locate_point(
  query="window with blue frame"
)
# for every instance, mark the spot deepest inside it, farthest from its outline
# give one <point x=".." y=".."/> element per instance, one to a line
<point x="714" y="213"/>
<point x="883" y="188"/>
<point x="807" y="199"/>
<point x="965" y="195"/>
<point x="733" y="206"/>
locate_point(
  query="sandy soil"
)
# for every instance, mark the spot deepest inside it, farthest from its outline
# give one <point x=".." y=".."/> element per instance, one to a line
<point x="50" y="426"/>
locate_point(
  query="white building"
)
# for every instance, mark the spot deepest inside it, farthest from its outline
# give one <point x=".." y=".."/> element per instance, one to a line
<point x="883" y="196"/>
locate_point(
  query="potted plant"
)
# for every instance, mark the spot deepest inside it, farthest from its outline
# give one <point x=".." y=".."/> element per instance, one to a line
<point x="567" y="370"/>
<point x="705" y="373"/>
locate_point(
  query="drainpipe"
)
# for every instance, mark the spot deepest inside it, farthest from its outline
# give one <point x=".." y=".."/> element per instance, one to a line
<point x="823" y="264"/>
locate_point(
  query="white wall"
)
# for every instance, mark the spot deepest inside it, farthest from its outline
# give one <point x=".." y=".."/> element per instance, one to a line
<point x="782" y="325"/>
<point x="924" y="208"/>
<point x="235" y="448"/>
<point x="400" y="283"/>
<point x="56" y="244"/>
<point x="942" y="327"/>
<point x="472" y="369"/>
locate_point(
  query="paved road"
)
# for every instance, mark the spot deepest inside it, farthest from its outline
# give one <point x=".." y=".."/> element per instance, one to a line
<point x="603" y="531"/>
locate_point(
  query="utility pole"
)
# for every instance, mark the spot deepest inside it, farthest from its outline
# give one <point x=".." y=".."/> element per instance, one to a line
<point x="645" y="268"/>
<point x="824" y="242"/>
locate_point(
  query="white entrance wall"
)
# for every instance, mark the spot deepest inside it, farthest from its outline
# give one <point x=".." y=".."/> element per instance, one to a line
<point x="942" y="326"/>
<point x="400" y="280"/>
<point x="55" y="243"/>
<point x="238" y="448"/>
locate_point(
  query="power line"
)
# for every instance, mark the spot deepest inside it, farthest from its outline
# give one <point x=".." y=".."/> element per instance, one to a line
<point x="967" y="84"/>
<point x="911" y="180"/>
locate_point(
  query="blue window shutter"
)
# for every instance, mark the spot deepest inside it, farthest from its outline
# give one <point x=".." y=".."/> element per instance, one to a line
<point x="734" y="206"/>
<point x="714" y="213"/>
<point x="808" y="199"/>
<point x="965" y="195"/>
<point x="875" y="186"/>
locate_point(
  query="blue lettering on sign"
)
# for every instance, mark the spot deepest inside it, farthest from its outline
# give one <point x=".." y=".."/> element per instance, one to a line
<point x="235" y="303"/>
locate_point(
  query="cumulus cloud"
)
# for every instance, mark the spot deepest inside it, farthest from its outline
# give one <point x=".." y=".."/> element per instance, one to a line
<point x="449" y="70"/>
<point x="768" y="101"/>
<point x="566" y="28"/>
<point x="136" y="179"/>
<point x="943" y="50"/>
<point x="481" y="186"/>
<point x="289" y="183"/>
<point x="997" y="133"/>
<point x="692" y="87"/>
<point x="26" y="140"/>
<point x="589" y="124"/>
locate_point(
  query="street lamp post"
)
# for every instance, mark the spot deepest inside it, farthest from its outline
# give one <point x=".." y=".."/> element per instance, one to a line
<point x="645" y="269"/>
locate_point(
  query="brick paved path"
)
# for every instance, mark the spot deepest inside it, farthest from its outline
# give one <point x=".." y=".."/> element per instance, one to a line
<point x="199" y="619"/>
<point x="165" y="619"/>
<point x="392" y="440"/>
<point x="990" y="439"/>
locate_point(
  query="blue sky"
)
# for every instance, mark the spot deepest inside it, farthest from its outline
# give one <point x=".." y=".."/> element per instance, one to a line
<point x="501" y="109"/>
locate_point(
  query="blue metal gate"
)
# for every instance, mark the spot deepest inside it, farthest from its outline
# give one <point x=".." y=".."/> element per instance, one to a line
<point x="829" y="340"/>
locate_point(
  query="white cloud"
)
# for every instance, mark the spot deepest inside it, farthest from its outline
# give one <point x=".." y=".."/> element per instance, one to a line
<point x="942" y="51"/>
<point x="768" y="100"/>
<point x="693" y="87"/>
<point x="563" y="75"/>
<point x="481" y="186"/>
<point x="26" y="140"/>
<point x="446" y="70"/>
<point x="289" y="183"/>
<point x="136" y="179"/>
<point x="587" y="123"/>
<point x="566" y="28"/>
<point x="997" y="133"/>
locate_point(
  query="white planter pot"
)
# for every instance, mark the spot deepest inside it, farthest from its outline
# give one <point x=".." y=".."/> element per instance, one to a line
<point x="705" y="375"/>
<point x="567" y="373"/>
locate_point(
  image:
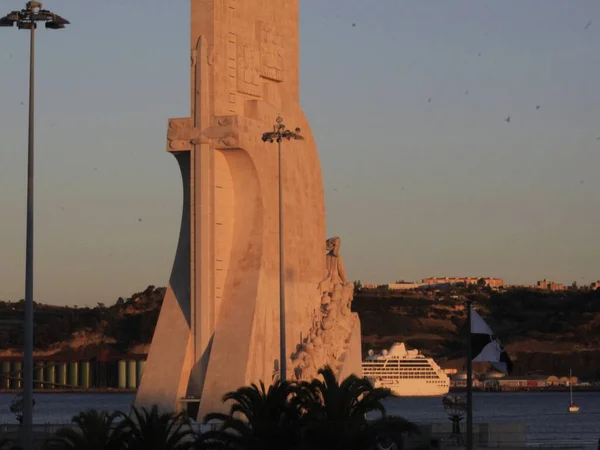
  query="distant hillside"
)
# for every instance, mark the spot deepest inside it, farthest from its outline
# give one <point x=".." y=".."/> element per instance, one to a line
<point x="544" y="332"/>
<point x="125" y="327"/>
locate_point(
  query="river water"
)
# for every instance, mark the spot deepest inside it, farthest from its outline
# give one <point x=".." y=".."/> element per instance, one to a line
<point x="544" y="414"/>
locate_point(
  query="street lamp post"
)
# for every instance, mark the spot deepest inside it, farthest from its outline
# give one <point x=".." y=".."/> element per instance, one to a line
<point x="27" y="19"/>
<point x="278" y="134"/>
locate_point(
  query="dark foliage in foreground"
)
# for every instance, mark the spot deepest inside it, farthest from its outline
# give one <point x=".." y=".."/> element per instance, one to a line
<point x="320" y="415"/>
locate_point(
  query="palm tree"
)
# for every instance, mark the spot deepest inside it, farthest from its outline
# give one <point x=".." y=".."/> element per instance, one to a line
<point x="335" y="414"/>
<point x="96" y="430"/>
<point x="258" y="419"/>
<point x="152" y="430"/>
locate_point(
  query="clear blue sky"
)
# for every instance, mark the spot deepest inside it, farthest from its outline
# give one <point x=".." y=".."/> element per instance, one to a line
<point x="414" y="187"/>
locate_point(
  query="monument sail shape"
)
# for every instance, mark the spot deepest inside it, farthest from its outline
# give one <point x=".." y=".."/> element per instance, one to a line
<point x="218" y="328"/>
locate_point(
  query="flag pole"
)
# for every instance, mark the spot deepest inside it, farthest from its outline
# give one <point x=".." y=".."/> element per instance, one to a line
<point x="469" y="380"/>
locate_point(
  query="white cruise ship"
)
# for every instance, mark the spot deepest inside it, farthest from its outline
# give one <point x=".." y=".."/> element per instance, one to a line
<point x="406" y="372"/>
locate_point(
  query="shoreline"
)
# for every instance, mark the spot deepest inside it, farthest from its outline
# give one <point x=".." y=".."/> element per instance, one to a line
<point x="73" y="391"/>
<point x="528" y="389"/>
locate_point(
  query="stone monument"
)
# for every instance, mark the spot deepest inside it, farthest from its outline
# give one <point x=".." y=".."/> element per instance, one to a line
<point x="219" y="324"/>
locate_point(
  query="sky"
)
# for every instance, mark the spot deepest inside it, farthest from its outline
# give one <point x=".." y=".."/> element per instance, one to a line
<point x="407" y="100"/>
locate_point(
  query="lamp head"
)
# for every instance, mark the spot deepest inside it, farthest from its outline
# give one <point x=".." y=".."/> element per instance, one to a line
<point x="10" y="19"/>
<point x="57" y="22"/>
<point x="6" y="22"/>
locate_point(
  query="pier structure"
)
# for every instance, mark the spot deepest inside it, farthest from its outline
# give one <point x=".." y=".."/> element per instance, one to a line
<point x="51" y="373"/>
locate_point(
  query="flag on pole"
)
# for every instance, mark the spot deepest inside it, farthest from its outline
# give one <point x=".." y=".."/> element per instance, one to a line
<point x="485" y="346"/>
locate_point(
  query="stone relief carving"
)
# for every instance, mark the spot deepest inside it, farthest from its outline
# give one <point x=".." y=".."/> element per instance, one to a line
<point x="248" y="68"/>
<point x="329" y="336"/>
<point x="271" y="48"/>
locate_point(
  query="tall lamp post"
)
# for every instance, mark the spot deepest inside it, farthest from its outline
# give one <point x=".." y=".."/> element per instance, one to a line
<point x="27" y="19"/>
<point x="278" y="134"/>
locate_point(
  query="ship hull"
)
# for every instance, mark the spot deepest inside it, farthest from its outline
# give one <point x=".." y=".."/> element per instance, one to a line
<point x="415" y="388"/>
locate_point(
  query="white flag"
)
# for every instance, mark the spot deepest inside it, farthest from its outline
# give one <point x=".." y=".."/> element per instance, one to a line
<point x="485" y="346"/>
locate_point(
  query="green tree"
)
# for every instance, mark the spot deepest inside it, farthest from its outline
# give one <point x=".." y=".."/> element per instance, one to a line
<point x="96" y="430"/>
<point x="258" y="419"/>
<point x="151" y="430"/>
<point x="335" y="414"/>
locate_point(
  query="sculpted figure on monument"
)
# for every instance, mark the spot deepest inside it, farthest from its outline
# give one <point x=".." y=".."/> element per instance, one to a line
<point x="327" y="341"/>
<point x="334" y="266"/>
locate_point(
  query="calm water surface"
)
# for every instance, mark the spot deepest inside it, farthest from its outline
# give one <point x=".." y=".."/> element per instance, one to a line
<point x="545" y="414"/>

WORK REQUIRED:
Read the data above and pull out each line that holds the string "lamp".

WRITTEN RESPONSE:
  query="street lamp post"
  query="street lamp post"
  query="lamp head"
  query="tall lamp post"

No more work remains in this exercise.